Report every line in the entries below that contains the string "yellow", copying each such line in full. Matching is case-sensitive.

○ ○ ○ ○ ○

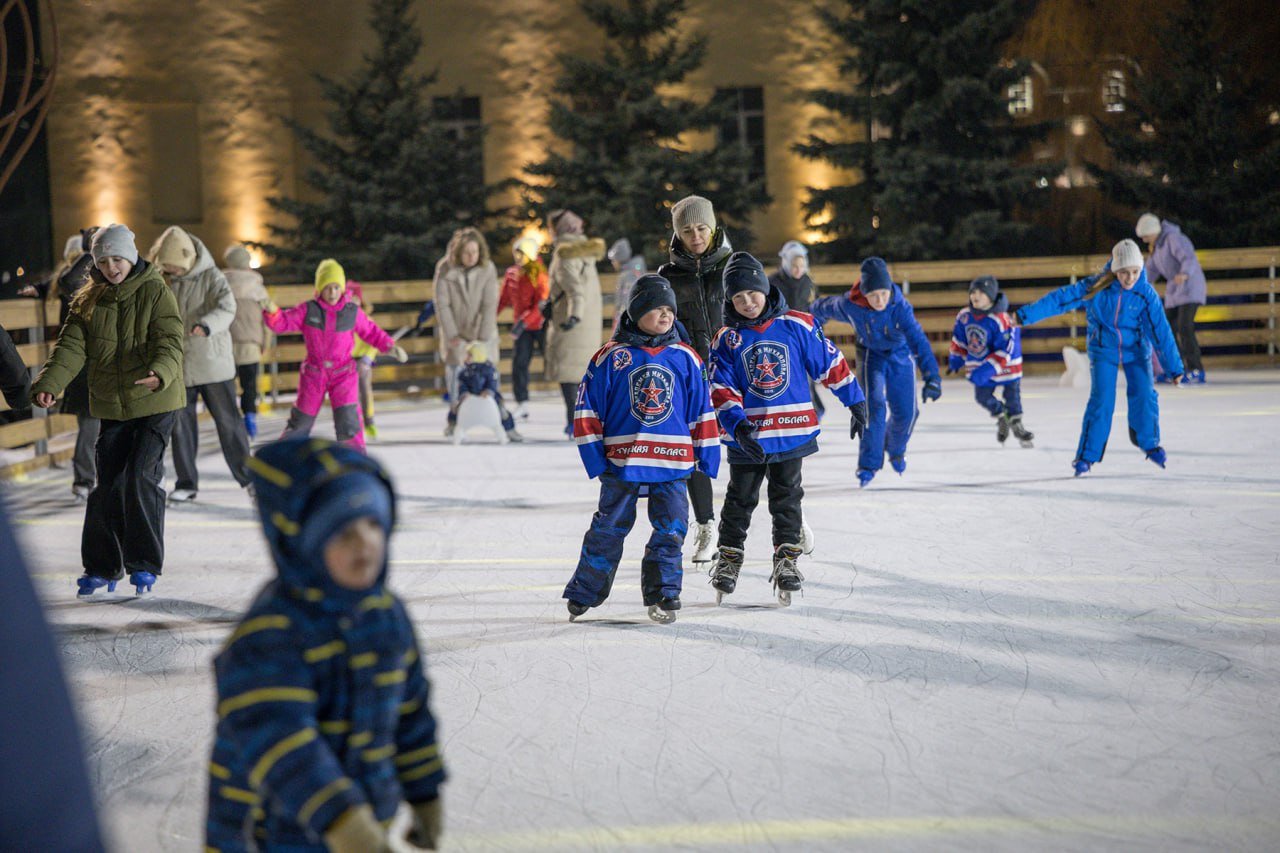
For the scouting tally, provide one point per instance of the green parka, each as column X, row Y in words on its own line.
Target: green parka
column 120, row 332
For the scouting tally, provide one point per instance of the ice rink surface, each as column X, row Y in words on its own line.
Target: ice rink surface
column 988, row 655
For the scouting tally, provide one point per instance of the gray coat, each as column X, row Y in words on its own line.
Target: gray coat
column 575, row 291
column 205, row 299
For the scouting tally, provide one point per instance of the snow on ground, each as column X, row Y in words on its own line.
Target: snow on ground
column 988, row 655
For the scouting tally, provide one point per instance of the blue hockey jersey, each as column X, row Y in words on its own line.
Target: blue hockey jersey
column 894, row 332
column 760, row 370
column 987, row 337
column 644, row 414
column 1124, row 325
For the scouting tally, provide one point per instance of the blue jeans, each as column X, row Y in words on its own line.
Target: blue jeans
column 1013, row 405
column 1143, row 407
column 661, row 573
column 888, row 382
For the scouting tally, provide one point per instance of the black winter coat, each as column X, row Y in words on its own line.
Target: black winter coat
column 699, row 287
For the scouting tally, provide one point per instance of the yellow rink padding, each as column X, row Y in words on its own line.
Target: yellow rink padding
column 780, row 831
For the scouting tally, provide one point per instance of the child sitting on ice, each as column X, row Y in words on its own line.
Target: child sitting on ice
column 762, row 364
column 1127, row 320
column 329, row 325
column 643, row 420
column 324, row 725
column 479, row 378
column 987, row 345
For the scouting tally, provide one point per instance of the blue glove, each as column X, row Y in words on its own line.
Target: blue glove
column 983, row 374
column 859, row 419
column 745, row 437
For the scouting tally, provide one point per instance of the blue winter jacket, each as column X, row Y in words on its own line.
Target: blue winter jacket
column 894, row 332
column 321, row 697
column 1124, row 325
column 760, row 370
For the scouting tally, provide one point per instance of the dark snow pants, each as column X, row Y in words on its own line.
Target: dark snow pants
column 661, row 573
column 124, row 515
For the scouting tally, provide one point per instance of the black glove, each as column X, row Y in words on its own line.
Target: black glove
column 745, row 437
column 932, row 389
column 859, row 423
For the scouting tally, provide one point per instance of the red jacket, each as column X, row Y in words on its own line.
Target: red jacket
column 524, row 288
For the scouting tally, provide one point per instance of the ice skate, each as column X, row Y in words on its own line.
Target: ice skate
column 1023, row 434
column 807, row 538
column 786, row 576
column 1002, row 428
column 88, row 584
column 664, row 611
column 728, row 562
column 704, row 542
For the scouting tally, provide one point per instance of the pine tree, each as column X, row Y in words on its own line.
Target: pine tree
column 1196, row 142
column 625, row 159
column 387, row 174
column 937, row 149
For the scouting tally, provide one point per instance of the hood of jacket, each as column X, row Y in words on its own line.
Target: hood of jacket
column 717, row 251
column 287, row 475
column 775, row 306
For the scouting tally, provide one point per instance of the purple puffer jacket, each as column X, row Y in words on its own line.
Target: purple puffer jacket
column 1171, row 255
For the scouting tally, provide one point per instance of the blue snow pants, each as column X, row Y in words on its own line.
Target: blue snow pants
column 661, row 573
column 1143, row 407
column 1013, row 405
column 888, row 382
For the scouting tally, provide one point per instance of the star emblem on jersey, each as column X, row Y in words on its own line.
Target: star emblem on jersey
column 652, row 388
column 976, row 338
column 768, row 368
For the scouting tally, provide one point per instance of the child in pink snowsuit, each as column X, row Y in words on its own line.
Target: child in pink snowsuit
column 329, row 325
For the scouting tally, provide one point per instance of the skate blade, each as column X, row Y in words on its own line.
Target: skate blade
column 661, row 616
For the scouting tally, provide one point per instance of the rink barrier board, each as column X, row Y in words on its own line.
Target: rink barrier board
column 937, row 290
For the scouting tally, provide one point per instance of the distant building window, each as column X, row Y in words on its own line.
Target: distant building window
column 1022, row 100
column 1112, row 91
column 460, row 114
column 744, row 124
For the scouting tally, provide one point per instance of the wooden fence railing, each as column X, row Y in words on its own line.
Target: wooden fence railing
column 1235, row 329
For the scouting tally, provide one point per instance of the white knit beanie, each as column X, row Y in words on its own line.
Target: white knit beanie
column 1125, row 254
column 1148, row 226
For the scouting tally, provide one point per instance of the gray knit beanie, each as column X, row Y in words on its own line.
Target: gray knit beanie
column 114, row 241
column 693, row 210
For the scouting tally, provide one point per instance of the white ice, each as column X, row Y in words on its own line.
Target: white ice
column 988, row 655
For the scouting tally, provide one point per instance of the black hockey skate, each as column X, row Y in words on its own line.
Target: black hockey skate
column 664, row 611
column 1023, row 434
column 786, row 576
column 728, row 562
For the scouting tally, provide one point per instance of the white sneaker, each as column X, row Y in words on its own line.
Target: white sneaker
column 704, row 542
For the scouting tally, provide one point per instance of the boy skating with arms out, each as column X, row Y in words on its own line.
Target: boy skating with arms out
column 762, row 363
column 643, row 422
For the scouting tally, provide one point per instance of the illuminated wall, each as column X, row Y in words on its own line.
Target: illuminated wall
column 147, row 87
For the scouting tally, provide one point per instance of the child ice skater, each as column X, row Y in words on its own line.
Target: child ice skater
column 762, row 363
column 987, row 345
column 1125, row 322
column 643, row 420
column 891, row 345
column 479, row 378
column 324, row 725
column 329, row 325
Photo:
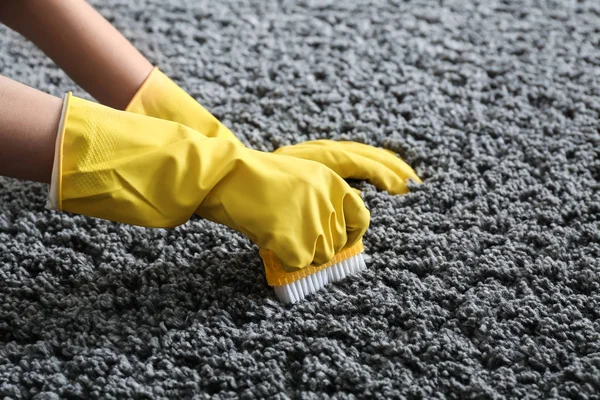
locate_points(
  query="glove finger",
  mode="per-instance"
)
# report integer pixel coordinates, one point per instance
(384, 156)
(380, 167)
(356, 218)
(353, 166)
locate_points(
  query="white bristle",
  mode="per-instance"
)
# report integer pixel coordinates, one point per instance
(300, 289)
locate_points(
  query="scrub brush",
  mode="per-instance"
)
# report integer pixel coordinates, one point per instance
(291, 287)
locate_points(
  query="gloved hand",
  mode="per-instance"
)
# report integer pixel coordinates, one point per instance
(145, 171)
(160, 97)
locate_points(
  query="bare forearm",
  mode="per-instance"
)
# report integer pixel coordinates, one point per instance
(86, 46)
(29, 122)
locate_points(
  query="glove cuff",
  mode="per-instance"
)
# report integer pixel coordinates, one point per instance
(53, 201)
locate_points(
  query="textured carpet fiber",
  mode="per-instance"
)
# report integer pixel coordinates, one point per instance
(484, 282)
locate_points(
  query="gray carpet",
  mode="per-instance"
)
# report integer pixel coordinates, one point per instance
(484, 282)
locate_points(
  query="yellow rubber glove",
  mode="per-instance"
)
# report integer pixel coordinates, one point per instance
(160, 97)
(145, 171)
(353, 160)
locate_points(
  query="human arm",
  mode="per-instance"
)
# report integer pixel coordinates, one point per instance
(84, 44)
(29, 122)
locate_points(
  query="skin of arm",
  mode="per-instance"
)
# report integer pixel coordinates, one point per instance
(84, 44)
(29, 122)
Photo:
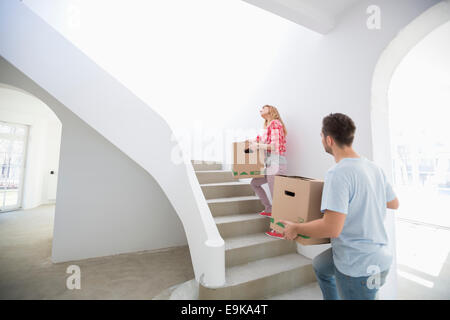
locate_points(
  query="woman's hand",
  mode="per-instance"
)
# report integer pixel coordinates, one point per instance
(290, 230)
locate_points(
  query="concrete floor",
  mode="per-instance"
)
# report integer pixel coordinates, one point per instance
(26, 271)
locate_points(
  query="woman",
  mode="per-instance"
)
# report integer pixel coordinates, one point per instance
(273, 142)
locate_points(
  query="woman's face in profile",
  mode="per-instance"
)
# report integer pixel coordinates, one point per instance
(264, 111)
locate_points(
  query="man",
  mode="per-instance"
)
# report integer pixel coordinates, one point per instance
(354, 200)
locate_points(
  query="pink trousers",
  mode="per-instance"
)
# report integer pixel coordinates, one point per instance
(256, 183)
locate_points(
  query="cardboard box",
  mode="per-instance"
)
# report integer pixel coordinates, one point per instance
(297, 199)
(247, 163)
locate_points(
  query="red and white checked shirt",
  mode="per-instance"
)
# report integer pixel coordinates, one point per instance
(274, 134)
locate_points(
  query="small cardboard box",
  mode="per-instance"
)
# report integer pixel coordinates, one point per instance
(247, 163)
(297, 199)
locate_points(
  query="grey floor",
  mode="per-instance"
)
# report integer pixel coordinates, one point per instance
(26, 271)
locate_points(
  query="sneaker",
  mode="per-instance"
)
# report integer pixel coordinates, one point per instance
(274, 234)
(265, 214)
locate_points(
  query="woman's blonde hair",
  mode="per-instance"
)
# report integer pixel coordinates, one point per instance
(273, 114)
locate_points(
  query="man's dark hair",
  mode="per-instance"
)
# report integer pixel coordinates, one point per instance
(340, 127)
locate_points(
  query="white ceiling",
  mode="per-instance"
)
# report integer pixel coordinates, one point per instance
(318, 15)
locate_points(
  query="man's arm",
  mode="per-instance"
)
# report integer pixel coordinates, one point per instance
(330, 226)
(394, 204)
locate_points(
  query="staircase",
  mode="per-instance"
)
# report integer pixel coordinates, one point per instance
(257, 266)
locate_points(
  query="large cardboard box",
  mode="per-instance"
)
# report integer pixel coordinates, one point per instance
(247, 163)
(297, 199)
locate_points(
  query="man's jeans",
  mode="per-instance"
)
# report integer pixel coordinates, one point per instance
(336, 285)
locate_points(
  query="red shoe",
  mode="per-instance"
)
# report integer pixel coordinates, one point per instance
(265, 214)
(274, 234)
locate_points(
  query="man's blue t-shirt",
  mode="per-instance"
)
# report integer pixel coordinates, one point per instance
(359, 189)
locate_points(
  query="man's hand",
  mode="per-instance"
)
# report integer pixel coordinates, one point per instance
(290, 230)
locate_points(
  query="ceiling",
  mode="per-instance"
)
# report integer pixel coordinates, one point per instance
(318, 15)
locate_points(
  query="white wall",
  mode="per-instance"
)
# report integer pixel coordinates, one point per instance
(106, 203)
(213, 64)
(43, 142)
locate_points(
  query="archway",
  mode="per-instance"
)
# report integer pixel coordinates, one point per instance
(387, 64)
(30, 144)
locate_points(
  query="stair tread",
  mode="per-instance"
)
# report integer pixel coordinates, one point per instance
(238, 218)
(265, 267)
(228, 183)
(231, 199)
(248, 240)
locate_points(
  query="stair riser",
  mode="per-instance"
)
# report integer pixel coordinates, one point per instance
(215, 177)
(261, 288)
(205, 167)
(235, 207)
(259, 251)
(214, 192)
(234, 229)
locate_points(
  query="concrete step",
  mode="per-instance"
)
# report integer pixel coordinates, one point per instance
(206, 165)
(234, 205)
(212, 176)
(310, 291)
(241, 224)
(262, 278)
(227, 189)
(251, 247)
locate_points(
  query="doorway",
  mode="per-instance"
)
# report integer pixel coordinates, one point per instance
(419, 100)
(13, 146)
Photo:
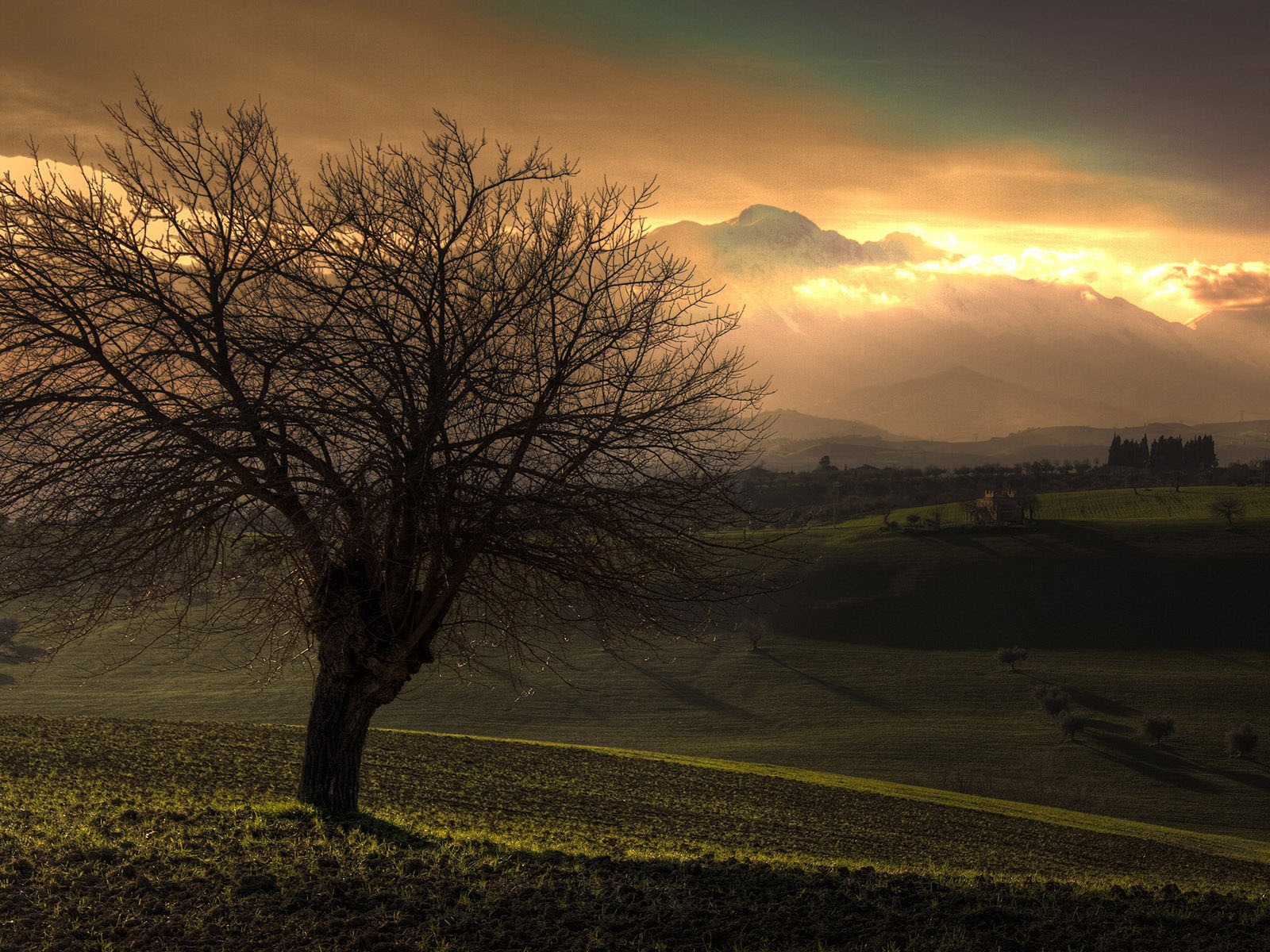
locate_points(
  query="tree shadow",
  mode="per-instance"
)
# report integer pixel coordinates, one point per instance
(1108, 727)
(1103, 704)
(1156, 763)
(21, 654)
(962, 539)
(840, 689)
(689, 695)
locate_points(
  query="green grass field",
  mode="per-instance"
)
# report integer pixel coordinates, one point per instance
(133, 835)
(879, 663)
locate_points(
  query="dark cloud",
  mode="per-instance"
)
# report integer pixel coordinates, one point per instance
(1230, 286)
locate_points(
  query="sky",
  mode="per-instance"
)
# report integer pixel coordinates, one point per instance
(1115, 144)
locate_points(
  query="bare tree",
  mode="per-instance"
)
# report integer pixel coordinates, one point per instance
(429, 404)
(1230, 508)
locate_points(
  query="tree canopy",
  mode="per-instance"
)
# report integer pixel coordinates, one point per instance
(429, 403)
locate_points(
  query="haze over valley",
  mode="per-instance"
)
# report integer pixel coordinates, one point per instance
(897, 334)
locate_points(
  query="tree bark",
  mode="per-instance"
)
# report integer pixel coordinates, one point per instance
(338, 721)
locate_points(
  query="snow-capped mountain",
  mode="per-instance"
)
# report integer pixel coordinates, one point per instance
(948, 355)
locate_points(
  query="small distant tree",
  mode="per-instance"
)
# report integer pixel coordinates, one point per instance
(1071, 724)
(1013, 655)
(1053, 701)
(1029, 503)
(1229, 508)
(1241, 740)
(1157, 727)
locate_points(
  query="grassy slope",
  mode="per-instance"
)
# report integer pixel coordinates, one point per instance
(880, 664)
(495, 846)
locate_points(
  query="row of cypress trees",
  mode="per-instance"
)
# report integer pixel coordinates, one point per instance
(1165, 454)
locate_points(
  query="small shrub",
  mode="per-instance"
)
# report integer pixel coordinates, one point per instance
(1230, 508)
(1241, 740)
(1011, 655)
(1157, 727)
(1054, 701)
(1071, 724)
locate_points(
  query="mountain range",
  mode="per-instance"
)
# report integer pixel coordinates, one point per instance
(960, 355)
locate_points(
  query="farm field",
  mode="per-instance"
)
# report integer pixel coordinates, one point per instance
(878, 663)
(159, 835)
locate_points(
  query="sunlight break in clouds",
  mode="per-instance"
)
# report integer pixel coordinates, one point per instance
(1178, 292)
(1229, 286)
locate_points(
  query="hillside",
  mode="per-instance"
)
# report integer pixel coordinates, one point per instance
(879, 663)
(158, 835)
(798, 442)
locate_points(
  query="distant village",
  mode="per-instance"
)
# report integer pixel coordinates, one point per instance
(999, 493)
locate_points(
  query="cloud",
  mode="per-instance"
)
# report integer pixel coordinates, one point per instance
(1216, 286)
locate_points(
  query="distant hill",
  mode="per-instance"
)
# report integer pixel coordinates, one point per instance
(762, 240)
(959, 404)
(848, 443)
(965, 353)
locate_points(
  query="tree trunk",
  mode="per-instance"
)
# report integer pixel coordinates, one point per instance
(338, 721)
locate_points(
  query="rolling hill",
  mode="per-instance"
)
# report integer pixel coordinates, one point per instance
(162, 835)
(878, 660)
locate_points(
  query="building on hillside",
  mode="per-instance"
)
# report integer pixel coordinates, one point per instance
(999, 507)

○ ○ ○ ○ ○

* Response to this exercise
For the scouting tally, provide one point per instance of the yellow rink padding, each as column X, row Y in words on its own line.
Target: yellow rink padding
  query="yellow rubber glove",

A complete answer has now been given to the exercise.